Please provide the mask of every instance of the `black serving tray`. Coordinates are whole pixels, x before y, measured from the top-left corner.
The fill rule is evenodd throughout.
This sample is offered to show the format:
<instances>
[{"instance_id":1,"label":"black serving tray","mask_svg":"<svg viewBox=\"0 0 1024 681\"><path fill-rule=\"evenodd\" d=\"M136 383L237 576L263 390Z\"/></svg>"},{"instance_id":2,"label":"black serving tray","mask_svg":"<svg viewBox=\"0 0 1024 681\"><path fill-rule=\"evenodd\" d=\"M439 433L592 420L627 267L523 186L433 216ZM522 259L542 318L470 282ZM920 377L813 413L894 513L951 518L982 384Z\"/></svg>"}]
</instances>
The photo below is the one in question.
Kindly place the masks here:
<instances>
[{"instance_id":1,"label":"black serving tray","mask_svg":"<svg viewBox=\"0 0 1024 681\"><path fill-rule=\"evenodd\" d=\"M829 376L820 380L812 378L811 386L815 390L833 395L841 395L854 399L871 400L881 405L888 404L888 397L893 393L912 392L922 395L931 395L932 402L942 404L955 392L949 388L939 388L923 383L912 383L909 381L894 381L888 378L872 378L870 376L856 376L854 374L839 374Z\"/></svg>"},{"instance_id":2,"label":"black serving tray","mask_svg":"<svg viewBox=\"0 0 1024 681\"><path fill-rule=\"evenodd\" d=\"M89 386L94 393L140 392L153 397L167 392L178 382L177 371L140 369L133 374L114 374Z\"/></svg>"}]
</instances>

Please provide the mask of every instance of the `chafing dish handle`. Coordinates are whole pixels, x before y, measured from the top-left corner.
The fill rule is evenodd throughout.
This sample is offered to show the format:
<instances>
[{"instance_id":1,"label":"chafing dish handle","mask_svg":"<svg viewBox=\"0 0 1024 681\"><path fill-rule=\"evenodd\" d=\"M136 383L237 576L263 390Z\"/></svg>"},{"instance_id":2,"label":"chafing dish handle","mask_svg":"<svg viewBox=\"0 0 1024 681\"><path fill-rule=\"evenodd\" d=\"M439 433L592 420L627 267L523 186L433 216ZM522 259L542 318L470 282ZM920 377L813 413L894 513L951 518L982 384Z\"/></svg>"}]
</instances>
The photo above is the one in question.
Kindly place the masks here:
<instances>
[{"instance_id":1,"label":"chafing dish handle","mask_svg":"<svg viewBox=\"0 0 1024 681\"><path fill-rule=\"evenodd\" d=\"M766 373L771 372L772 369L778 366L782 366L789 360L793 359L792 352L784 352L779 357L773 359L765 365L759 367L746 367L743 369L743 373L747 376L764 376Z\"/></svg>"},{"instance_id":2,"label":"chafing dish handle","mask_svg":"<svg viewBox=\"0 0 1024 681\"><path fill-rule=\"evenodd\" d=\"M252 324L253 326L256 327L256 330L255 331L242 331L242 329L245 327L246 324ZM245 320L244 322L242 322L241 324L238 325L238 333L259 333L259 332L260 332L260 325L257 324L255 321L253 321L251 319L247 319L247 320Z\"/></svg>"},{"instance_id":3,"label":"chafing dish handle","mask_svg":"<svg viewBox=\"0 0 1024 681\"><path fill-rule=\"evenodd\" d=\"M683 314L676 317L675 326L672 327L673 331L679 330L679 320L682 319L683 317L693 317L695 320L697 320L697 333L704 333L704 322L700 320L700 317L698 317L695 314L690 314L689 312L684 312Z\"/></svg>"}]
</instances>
_ _ _ _
_Task description_
Every line with the word "measured" in it should be copied from the listing above.

_Result of this exercise_
Please provide the mask of every instance of the `black serving tray`. Coordinates are whole pixels, x before y, measured from the top-left corner.
Please provide the mask of every instance of the `chafing dish handle`. Coordinates are whole pixels, x before y, measured from the top-left corner.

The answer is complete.